SOURCE TEXT:
----
For the organic gardener, rotating vegetables within a
garden is important both to confuse insect pests and to allow plant diseases
time to die out due to the absence of their plant family host. In a small
garden in which the beds for each vegetable are close together this may be less
than totally successful. If you rotate the white potato bed with the zucchini
bed, it will not be too great a task for the potato bugs to find the new potato
bed three feet from last year’s potato bed. Also the squash bugs and borers
will find their way the three feet to the new zucchini bed. One solution would
of course be to separate your beds to the four corners of your back yard but
that could cause lighting issues and other problems.
An unorthodox solution might be to not have a plant family
in the small garden for three years but to have its culinary equivalent in the
garden instead. Sweet potatoes, butternut squash and carrots all come from
different plant families and are not much bothered by the same insect pests but
from a culinary point of view they all cook up to about the same thing.
Similarly, French fries can be made from white potatoes, sweet potatoes or
zucchini wedges. Zucchini and cucumbers have similar uses and could be
alternated even if they both are in the same family. Some salad greens are in
the lettuce family, some in the cabbage family and some in the beet family so
one might rotate lettuce with kale and then with chard. Cooked greens could be
substituted for green beans one year. Green beans and asparagus are also good
culinary substitutes for one another. White
potatoes and rutabagas are from different families but both of them cook up to
“mashed potatoes” and serve as similar stew ingredients. The bottom line is
that if the small, postage stamp gardener can find enough culinary
equivalents then he can starve insect
pests out of existence by planting similar tasting vegetables from different
plant families on alternating years.
----
Entries drawn from a collection:
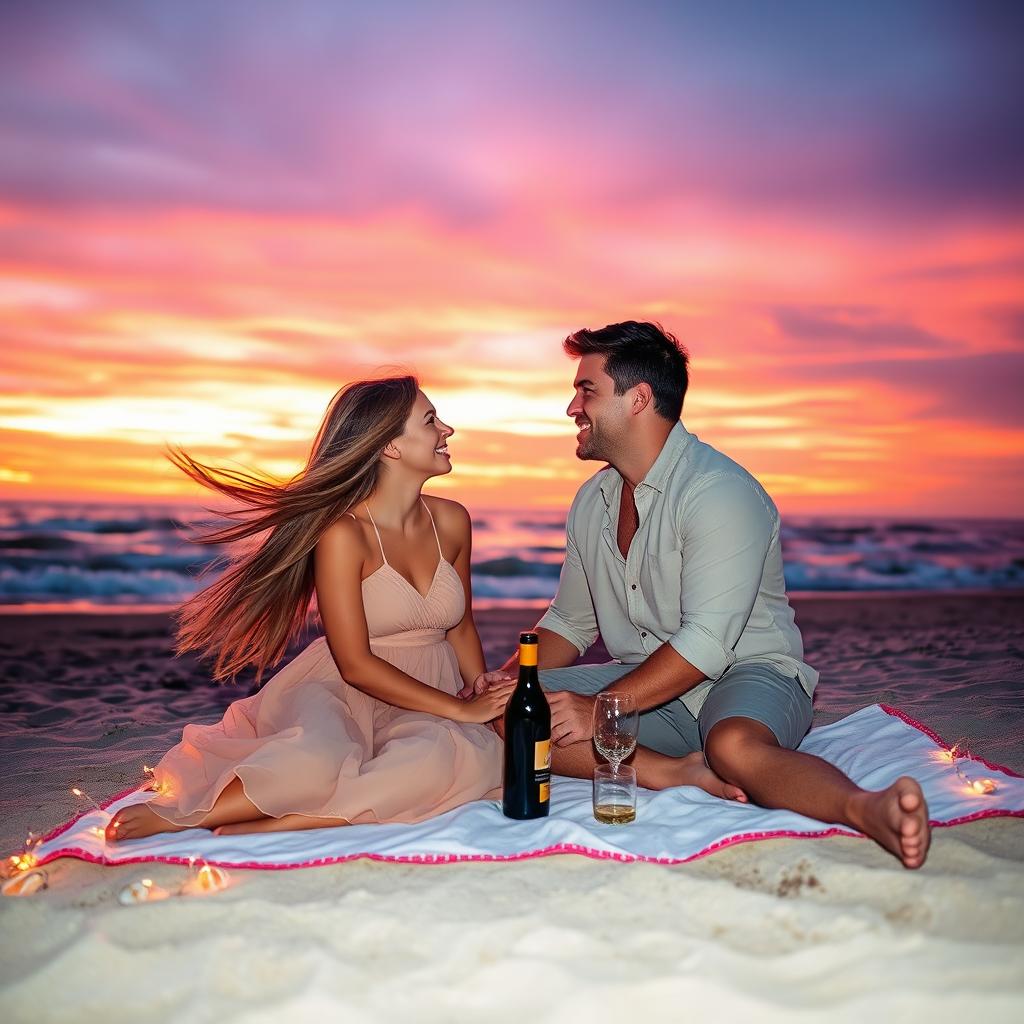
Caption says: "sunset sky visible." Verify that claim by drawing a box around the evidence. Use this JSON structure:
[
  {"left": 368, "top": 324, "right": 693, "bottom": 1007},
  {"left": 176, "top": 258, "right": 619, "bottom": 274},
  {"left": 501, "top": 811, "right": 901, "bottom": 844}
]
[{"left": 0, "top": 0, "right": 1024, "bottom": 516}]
----
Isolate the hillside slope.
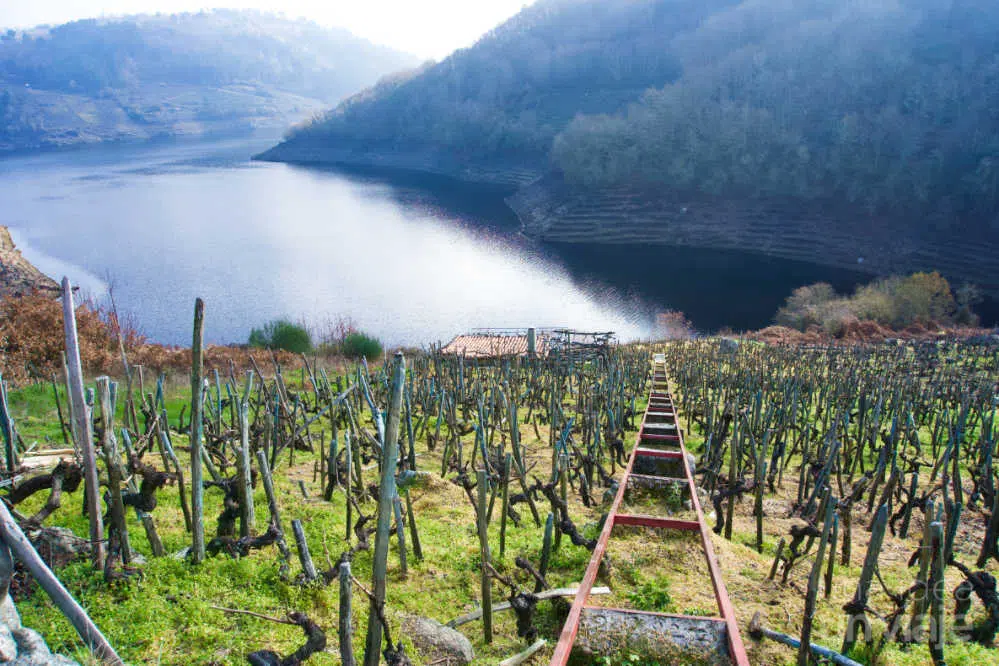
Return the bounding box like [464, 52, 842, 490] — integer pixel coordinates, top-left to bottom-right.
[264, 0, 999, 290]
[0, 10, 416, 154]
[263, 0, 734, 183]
----
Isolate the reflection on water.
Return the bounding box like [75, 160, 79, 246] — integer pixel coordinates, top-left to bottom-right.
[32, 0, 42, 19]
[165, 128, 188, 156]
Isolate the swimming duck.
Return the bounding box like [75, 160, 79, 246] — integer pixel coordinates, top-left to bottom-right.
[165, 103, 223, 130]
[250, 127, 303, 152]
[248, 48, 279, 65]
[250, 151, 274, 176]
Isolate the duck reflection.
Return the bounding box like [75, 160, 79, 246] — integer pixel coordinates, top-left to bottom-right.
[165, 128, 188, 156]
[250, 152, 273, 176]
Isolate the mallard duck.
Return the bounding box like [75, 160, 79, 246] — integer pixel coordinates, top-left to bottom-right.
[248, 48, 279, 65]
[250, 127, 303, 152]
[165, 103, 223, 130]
----
Can you condense the paragraph in the text about vegetable rotation that begins "For the organic gardener" into a short bulleted list that keeps its main facts? Rely only on the text about vegetable rotation, not the lines.

- Organic gardeners rotate vegetables to confuse insect pests and to let plant diseases die out when their plant family host is absent.
- In a small garden with beds close together, rotation may not fully succeed.
- If the white potato and zucchini beds swap places, potato bugs can easily find the new potato bed three feet away.
- Likewise, squash bugs and borers will reach the new zucchini bed three feet away.
- Moving the beds to the four corners of the back yard would help but could cause lighting issues and other problems.